Spark源码编译与本地调试环境搭建

Spark源码编译与本地调试环境搭建

    • 前置准备工作
    • Spark 源码编译
      • Spark-1.2.3 源码编译
      • Spark-2.2.4 源码编译
    • 源码阅读环境搭建

最近开始读《深入理解Spark·核心思想与源码分析》,书是16年出版的,基于 Spark1.2 版本进行讲解。刚开始感觉Spark版本有点老,读了三章后发现作者思路清晰,可学习的地方很多。
想要本地方便地阅读和调试源码,需要在本地IDE顺利build通过。下面是跟着书中的讲解做的Spark源码编译和本地调试环境的搭建。作者选用的IDE是Eclipse,构建工具是SBT;我选用的IDE是IntelliJ IDEA,构建工具是Maven。

前置准备工作

以下各前置工作相对简单,不再详细描述。我本地环境是 JDK-1.8,Scala-2.12.4,Maven-3.3.9,Git-2.17.1。

  • JDK 安装和环境变量的配置
  • Scala 安装和环境变量配置
  • Maven 安装和环境变量配置
  • Git 客户端安装和 SSH 配置

Spark 源码编译

Spark-1.2.3 源码编译

首先需要clone源码到本地仓库,这个过程可能需要等待较长的时间。

git clone [email protected]:apache/spark.git -b branch-1.2

clone完成后,开始进行源码编译。编译时可以设置 Maven 选项 -T 1C,使用 Maven 提供的并行编译能力,表示每个 CPU 核心跑一个线程,加快编译速度;-e 选项表示遇到异常打印异常详细信息。
=======
任务指令 ->
请逐字誊写这篇讲Spark源码编译的文章中从“首先需要clone源码到本地仓库,这个过程可能需要等待较长的时间。”开始、到“CPU 核心跑一个线程,加快编译速度;-e 选项表示遇到异常打印异常详细信息。”为止（含这几个字）的部分。 作答时请只依据这篇文章。
=======
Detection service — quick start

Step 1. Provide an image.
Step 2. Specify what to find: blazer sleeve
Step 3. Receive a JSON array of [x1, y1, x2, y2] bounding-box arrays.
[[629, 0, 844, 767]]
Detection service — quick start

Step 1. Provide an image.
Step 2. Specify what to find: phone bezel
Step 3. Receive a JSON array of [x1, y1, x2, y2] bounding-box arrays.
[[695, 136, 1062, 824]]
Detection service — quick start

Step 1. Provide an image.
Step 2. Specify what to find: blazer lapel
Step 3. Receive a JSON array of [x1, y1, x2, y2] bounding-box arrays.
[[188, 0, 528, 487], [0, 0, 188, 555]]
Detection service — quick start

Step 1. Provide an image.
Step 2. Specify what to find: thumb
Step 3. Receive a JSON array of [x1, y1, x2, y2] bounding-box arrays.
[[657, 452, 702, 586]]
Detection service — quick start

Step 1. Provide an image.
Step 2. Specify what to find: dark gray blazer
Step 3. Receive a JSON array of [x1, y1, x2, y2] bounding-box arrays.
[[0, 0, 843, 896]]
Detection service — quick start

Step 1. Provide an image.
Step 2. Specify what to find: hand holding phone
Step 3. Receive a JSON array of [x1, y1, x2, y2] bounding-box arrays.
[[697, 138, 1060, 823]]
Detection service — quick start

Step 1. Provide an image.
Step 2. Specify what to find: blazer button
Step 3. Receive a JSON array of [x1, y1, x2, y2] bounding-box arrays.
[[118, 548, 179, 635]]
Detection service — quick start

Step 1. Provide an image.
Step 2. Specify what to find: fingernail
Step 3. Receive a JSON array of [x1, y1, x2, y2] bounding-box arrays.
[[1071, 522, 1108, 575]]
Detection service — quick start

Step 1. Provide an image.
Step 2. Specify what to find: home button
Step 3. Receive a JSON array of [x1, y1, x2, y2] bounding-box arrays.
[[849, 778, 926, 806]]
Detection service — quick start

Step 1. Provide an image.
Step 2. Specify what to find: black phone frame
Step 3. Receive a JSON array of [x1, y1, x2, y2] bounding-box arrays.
=======
书面解答 ->
首先需要clone源码到本地仓库,这个过程可能需要等待较长的时间。

git clone [email protected]:apache/spark.git -b branch-1.2

clone完成后,开始进行源码编译。编译时可以设置 Maven 选项 -T 1C,使用 Maven 提供的并行编译能力,表示每个 CPU 核心跑一个线程,加快编译速度;-e 选项表示遇到异常打印异常详细信息。